-- BEGIN Exercise materials --

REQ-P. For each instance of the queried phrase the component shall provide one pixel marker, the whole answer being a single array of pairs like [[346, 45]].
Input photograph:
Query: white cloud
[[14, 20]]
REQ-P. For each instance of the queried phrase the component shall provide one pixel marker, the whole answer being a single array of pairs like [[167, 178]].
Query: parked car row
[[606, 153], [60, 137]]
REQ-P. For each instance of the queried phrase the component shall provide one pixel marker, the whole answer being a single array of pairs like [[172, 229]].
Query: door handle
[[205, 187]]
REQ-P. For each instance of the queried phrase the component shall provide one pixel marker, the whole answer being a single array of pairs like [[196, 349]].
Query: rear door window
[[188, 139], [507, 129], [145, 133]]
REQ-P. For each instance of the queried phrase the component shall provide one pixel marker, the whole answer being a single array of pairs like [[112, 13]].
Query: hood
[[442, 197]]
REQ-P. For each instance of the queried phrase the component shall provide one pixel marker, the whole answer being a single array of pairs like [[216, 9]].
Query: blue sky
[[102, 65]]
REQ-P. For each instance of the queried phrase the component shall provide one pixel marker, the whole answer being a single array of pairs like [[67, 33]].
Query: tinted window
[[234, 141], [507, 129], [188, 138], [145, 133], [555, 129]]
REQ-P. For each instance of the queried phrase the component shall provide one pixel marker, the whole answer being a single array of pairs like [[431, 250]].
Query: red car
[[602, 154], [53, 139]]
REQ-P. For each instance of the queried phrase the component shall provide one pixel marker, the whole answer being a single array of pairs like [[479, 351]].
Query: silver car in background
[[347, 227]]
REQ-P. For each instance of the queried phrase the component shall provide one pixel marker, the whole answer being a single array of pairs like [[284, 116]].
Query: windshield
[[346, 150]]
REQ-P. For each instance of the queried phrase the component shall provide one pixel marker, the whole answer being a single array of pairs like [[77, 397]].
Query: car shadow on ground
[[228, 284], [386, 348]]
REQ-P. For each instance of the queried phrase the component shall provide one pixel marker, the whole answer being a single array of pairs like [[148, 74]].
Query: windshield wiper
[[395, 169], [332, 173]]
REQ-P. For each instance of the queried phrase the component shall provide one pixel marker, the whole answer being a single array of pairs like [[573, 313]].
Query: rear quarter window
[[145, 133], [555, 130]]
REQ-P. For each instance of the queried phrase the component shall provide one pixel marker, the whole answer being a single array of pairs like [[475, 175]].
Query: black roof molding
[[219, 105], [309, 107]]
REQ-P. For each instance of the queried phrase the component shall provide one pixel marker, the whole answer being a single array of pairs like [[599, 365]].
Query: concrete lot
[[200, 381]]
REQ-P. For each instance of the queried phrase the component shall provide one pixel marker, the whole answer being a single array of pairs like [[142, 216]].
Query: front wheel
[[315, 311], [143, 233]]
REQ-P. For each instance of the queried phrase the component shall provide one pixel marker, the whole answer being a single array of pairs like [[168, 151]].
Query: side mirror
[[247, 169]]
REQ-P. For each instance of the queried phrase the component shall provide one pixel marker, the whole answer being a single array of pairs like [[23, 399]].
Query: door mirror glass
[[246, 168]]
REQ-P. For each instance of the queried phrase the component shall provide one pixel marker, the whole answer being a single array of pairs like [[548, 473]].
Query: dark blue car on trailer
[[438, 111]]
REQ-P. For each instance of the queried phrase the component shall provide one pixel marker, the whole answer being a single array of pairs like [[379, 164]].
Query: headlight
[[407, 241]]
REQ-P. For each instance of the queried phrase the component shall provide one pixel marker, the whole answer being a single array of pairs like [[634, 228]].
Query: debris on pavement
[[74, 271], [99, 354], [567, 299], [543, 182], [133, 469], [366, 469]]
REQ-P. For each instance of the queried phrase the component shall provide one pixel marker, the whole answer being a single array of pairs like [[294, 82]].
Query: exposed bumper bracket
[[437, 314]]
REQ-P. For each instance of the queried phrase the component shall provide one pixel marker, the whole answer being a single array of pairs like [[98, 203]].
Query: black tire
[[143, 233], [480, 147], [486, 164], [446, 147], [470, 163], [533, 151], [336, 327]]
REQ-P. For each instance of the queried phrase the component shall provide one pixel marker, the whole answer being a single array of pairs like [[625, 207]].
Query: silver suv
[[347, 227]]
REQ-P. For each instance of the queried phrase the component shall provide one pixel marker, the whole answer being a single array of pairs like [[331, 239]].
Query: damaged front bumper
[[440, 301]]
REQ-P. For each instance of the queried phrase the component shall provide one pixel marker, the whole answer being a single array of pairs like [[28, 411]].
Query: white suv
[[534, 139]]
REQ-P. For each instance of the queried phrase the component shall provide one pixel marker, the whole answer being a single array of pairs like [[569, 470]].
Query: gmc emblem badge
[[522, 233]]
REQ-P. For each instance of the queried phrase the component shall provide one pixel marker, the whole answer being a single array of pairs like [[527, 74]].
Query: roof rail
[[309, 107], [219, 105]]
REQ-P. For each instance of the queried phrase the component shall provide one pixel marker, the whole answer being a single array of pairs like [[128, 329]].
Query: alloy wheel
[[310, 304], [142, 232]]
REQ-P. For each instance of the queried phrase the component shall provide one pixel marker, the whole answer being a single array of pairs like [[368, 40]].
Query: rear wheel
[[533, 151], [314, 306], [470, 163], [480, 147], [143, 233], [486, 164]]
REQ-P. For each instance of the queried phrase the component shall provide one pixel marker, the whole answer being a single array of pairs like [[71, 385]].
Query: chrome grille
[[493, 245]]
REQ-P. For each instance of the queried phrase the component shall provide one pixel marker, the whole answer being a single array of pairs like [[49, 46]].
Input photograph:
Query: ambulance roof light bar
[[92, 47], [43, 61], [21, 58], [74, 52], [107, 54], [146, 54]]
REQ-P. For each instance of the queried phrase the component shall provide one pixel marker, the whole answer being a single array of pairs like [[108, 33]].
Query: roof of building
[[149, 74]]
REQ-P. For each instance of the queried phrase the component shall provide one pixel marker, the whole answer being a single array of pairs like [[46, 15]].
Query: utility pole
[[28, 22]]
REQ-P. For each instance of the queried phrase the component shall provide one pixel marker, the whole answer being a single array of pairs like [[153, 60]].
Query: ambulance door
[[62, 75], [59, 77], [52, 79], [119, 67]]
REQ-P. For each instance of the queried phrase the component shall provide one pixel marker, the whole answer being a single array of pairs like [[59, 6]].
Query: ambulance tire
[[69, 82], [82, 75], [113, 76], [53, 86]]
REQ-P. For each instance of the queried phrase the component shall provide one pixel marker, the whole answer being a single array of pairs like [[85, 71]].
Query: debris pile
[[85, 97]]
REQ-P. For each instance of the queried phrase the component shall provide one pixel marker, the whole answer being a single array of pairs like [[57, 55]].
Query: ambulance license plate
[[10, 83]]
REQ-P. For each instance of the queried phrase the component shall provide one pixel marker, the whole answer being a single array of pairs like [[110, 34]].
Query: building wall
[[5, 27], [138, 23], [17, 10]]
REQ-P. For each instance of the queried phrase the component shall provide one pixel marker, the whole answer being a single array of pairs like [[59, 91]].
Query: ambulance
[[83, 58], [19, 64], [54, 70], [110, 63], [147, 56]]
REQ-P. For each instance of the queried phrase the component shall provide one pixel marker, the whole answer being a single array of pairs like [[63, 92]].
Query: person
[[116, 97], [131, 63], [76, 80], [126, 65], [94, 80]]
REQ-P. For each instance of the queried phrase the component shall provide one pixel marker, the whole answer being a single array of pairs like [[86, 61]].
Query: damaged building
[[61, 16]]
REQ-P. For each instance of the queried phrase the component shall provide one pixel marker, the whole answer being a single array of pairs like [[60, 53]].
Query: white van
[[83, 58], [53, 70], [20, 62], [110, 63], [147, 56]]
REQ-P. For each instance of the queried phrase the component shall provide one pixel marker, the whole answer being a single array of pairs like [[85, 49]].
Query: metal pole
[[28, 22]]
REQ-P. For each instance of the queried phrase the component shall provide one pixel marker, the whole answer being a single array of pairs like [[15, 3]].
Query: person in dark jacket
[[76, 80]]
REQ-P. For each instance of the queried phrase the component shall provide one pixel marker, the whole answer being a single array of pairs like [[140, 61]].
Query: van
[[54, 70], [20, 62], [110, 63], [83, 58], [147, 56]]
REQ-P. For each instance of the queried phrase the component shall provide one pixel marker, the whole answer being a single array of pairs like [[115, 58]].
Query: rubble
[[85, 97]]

-- END Exercise materials --

Please render the records as a JSON list of strings, one string per line, from the first line up to and including the line with "[[228, 284], [386, 348]]". Leave out blank lines.

*Solution below*:
[
  "REQ-P. For each instance of the queried phrase the component shall provide one pixel marker, the whole answer being a single array of pairs like [[346, 45]].",
  "Input photograph:",
  "Query: white cloud",
  "[[14, 20]]",
  "REQ-P. For each instance of the queried phrase the component shall provide one pixel marker, the whole answer being a single array of pairs like [[167, 178]].",
  "Query: parked car row",
  "[[606, 153], [60, 137]]",
  "REQ-P. For each instance of the queried phrase the component shall provide one pixel marker, the whole answer being a single array of pairs like [[172, 229]].",
  "Query: door handle",
  "[[205, 187]]",
  "REQ-P. For each instance of the queried phrase the component shall provide one pixel marker, the whole answer being a single array of pairs like [[196, 349]].",
  "Query: rear door window",
  "[[188, 139], [507, 129], [145, 133]]",
  "REQ-P. For each instance of the queried phrase the component shall provide one pixel marker, the whole answer being a single array of pairs like [[112, 13]].",
  "Query: hood",
  "[[442, 197]]",
  "REQ-P. For each instance of the queried phrase the component shall provide one pixel marker, the whole answer being a single array of pairs like [[216, 9]].",
  "Query: blue sky",
  "[[102, 65]]",
  "REQ-P. For each instance of the queried phrase the component shall provide one pixel marker, the whole answer being a single array of pairs like [[67, 33]].",
  "Query: tinted window",
  "[[234, 141], [507, 129], [188, 138], [145, 133], [555, 129]]",
  "REQ-P. For each instance of the queried phrase the component shall provide one pixel marker, the whole answer being a single array of pairs like [[431, 250]].",
  "Query: red car",
  "[[602, 154], [53, 139]]",
  "REQ-P. For each instance of the queried phrase the component shall provide one pixel marker, the whole answer being a single array of pairs like [[479, 351]].",
  "Query: silver car in background",
  "[[347, 227]]",
  "REQ-P. For each instance of the queried phrase the component shall provide one pixel marker, the whole answer being a single array of pairs like [[284, 116]].",
  "Query: windshield",
  "[[346, 150]]",
  "REQ-P. For each instance of the queried phrase the component shall provide one pixel marker, the whole answer being a single array of pairs like [[77, 397]].",
  "Query: car shadow on ground",
  "[[228, 284], [386, 348]]"
]